What the task asks: Copy out everything in the diabetes supplies post below from "Tip: For drugs" down to "of my stuff).", swapping "twelve months" for "one year".

I am waiting for the new supplies. Anxiously. It was time to use a new thing of Lantus last week but I was hoping to start on the new penfills (I'm not switching to a pen, it's just that I hate wasting the stuff), so I waited. But I changed Lantus vials today. It was really time for that.
I'm no longer upset about the 6.9 A1c because I've figured out that the higher hemoglobin level probably caused the rise. It's okay. If it was just a tad higher, insurance might care because I'd be "uncontrolled" but for insurance purposes, the difference between the 6.4 I expected and the 6.9 I got doesn't exist. And I know perfectly well what my blood sugar average is without an A1c to tell me. I am somewhat concerned about the high hemoglobin level now that I've read more about it, but I'll be sure to talk about it at my next appointment in another two and a half weeks. Maybe I'll have a fructosamine drawn while I'm at it.
When my supplies come (from Prime Mail Pharmaceuticals, btw), I'm sure I'll take pictures and post them. In the meantime, here are some of my thoughts.
Tip: Always get your endo to write prescriptions for more than you need. Your needs may increase between now and when you next get scrips, it might take the pharmacy too long to fill your order- whatever. More is better. This is particularly true for the insured.
Tip: For drugs other than narcotics and anabolic steroids and stuff like that, prescriptions are generally good for twelve months. The doctor can check a little box that says you get to refill and he can either write in a number of refills or check unlimitted refills (I get unlimitted refills on glucagon and limitted on the rest of my stuff).
It's possible that it's your insurance's fault if you have to resend prescriptions every 6 months.
Tip: Prescriptions will be kept on record by most mail in pharmacies and walgreens, so you'll only need them once, but you can get your doctor to write two versions if you think you'll switch pharmacies.

Extracted data:
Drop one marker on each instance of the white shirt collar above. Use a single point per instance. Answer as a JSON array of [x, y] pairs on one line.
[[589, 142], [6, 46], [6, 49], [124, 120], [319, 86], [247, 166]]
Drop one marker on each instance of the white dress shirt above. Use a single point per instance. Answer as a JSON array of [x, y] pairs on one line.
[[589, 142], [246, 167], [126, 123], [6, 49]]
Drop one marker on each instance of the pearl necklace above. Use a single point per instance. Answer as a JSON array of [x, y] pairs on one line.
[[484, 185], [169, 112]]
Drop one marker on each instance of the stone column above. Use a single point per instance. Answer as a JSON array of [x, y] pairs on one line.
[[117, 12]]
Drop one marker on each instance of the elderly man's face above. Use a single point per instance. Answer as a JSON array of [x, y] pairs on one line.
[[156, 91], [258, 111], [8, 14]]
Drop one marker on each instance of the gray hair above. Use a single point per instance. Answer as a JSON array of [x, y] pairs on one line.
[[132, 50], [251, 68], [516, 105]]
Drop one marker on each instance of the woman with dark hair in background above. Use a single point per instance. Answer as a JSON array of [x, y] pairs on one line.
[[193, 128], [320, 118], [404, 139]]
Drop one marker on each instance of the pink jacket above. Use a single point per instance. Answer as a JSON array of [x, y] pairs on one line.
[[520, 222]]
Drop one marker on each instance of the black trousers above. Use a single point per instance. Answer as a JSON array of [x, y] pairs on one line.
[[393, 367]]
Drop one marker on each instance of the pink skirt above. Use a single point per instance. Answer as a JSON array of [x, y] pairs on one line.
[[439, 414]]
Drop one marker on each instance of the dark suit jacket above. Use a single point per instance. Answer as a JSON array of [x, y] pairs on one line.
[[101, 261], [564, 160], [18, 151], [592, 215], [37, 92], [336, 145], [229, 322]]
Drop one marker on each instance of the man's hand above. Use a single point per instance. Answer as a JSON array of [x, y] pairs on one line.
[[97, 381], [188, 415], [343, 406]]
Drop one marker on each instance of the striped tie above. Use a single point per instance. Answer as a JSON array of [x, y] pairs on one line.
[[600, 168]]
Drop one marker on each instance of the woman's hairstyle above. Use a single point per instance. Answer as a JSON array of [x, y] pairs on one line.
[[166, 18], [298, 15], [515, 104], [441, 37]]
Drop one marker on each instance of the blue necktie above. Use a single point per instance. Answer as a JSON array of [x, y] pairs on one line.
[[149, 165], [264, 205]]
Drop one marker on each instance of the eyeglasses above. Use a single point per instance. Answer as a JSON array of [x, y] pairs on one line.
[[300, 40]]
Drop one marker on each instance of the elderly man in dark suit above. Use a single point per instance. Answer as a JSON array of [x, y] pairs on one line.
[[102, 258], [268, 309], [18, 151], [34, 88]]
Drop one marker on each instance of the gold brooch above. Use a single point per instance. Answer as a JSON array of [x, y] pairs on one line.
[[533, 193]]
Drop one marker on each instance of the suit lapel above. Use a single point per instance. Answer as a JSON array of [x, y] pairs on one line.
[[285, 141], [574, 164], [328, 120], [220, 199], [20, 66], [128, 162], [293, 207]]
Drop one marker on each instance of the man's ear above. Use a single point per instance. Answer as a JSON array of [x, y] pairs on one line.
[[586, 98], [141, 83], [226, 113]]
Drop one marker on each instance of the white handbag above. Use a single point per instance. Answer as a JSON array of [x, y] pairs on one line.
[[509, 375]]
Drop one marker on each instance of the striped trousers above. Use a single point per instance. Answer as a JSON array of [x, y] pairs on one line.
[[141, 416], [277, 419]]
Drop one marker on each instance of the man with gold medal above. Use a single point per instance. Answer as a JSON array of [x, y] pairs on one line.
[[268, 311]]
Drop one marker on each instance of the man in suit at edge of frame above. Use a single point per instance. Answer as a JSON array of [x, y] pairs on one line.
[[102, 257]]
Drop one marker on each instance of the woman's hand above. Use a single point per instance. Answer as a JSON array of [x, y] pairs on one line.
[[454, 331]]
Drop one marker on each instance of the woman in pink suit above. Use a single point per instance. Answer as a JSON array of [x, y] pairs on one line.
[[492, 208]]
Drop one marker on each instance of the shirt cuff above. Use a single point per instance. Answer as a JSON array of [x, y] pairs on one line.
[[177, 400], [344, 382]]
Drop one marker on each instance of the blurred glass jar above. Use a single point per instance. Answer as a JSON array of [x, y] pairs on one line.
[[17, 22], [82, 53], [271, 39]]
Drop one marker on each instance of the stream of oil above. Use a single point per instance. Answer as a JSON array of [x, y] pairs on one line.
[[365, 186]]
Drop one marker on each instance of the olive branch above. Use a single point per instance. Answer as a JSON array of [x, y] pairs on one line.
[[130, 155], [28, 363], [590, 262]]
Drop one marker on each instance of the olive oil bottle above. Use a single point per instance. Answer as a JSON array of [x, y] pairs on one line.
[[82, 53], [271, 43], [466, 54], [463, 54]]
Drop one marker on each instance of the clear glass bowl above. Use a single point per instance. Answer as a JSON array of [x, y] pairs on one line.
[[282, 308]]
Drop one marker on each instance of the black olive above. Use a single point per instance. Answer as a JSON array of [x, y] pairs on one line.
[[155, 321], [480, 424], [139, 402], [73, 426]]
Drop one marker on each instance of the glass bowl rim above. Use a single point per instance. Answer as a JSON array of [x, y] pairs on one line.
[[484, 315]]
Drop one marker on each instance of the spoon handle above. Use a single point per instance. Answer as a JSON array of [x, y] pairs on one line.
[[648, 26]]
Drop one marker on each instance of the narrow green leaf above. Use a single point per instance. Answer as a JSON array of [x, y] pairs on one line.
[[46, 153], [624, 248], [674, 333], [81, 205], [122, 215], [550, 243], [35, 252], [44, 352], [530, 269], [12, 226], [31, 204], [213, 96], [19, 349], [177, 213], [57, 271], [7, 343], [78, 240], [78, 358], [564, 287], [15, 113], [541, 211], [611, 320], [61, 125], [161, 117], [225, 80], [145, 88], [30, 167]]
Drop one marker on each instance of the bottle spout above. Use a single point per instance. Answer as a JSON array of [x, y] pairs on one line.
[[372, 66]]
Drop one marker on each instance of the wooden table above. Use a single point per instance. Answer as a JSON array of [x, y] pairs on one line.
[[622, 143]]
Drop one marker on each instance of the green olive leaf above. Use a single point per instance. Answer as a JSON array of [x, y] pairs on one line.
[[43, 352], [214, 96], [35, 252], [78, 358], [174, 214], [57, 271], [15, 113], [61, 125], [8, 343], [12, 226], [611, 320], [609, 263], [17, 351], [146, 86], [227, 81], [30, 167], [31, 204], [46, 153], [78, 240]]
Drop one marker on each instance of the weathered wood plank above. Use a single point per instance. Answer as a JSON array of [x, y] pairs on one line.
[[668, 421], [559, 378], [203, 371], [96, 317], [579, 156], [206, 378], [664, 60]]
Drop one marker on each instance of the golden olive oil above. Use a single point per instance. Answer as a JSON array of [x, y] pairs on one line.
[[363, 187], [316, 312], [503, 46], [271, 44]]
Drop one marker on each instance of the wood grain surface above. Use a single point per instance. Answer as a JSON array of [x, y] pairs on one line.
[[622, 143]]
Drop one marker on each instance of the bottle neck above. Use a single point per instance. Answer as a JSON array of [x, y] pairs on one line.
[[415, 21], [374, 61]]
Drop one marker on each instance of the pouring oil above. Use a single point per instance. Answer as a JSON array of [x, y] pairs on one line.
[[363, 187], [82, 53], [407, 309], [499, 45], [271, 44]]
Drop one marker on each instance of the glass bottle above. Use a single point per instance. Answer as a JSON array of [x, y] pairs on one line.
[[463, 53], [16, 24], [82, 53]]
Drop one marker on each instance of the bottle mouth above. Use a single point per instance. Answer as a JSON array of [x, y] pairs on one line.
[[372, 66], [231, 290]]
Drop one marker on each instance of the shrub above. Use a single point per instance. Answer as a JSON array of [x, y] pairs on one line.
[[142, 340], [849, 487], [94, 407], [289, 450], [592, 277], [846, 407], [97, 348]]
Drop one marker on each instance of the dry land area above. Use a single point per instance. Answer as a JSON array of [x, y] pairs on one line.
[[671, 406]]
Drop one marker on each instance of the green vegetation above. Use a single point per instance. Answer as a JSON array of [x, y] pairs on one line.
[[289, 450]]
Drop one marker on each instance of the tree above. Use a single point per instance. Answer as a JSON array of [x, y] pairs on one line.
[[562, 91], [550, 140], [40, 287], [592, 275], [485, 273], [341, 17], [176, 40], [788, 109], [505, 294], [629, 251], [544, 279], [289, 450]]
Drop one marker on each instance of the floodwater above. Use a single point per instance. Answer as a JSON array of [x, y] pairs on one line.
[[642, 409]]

Result for this exercise:
Tip: For drugs other than narcotics and anabolic steroids and stuff like that, prescriptions are generally good for one year. The doctor can check a little box that says you get to refill and he can either write in a number of refills or check unlimitted refills (I get unlimitted refills on glucagon and limitted on the rest of my stuff).